What you need to do: Lines of the material that include the string "Request" should be returned.

Recorded data:
#####
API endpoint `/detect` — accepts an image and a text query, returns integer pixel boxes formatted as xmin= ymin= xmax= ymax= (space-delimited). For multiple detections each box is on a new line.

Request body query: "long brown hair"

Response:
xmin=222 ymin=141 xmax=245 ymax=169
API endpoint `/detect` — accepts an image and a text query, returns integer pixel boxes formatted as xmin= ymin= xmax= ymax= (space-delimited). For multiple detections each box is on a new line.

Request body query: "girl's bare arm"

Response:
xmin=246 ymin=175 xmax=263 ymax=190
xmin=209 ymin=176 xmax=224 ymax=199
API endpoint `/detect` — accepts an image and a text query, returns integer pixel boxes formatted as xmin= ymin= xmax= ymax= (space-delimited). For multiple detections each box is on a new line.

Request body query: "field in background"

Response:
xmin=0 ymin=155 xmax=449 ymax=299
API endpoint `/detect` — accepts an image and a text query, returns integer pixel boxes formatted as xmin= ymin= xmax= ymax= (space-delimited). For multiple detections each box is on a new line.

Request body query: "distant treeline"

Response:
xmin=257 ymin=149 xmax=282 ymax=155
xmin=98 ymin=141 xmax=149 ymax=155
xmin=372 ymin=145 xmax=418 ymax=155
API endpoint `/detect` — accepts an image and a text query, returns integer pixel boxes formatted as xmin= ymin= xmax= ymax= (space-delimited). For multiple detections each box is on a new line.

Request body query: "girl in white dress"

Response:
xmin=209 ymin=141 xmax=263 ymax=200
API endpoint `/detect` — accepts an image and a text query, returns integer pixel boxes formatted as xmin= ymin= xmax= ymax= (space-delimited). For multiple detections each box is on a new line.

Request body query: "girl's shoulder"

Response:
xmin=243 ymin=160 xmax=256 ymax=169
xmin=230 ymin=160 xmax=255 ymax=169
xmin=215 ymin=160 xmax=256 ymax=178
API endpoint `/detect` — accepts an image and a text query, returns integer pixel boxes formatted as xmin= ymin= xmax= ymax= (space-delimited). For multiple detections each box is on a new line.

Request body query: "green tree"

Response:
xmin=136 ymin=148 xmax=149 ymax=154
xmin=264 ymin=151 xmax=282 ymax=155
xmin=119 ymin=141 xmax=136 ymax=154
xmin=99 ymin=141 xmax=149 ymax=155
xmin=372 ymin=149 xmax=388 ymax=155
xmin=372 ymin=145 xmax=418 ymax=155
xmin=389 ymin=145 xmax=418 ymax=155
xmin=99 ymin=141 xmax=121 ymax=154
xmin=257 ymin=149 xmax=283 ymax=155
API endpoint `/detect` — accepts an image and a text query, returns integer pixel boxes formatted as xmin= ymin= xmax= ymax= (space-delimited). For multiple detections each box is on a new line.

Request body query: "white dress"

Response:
#####
Expected answer:
Request body query: "long brown hair"
Request body query: "girl's bare arm"
Request body query: "field in background"
Request body query: "distant treeline"
Request body query: "girl in white dress"
Request body query: "girl's shoulder"
Request body query: "green tree"
Request body query: "white dress"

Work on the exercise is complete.